▸ **Written request**: Render the rows, from their beginning through the line containing "xmin=253 ymin=167 xmax=336 ymax=257", as a JSON list of strings with one string per line, including both ends. Omit blank lines and leave the pictures out.

▸ **Supplied material**:

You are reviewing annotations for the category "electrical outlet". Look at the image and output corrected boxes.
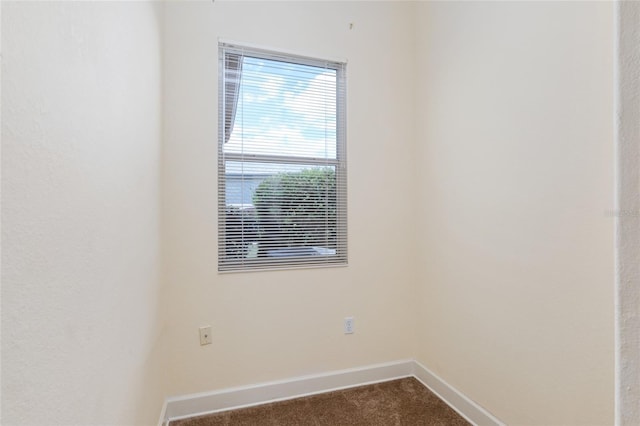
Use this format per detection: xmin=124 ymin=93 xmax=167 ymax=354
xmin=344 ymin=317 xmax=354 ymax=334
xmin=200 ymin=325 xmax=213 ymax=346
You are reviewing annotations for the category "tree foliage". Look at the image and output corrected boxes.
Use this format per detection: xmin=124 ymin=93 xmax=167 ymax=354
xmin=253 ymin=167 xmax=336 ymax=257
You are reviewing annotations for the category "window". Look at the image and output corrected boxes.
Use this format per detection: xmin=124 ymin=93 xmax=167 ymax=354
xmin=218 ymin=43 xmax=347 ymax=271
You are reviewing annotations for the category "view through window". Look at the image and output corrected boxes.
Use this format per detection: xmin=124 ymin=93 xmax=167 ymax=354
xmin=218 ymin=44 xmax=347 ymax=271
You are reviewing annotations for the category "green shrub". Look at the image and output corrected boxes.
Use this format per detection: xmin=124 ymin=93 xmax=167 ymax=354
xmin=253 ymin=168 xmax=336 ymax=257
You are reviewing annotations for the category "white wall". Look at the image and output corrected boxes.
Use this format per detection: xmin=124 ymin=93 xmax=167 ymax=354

▸ **Complete output**:
[
  "You are reviewing annotations for the category \"electrical outlet\". Look at the image and output corrected boxes.",
  "Use this format per detection: xmin=124 ymin=93 xmax=167 ymax=354",
  "xmin=344 ymin=317 xmax=354 ymax=334",
  "xmin=200 ymin=325 xmax=213 ymax=346",
  "You are reviewing annotations for the category \"tree foliage\". Look at the image and output corrected boxes.",
  "Use this format per detection: xmin=124 ymin=93 xmax=167 ymax=354",
  "xmin=253 ymin=167 xmax=336 ymax=257"
]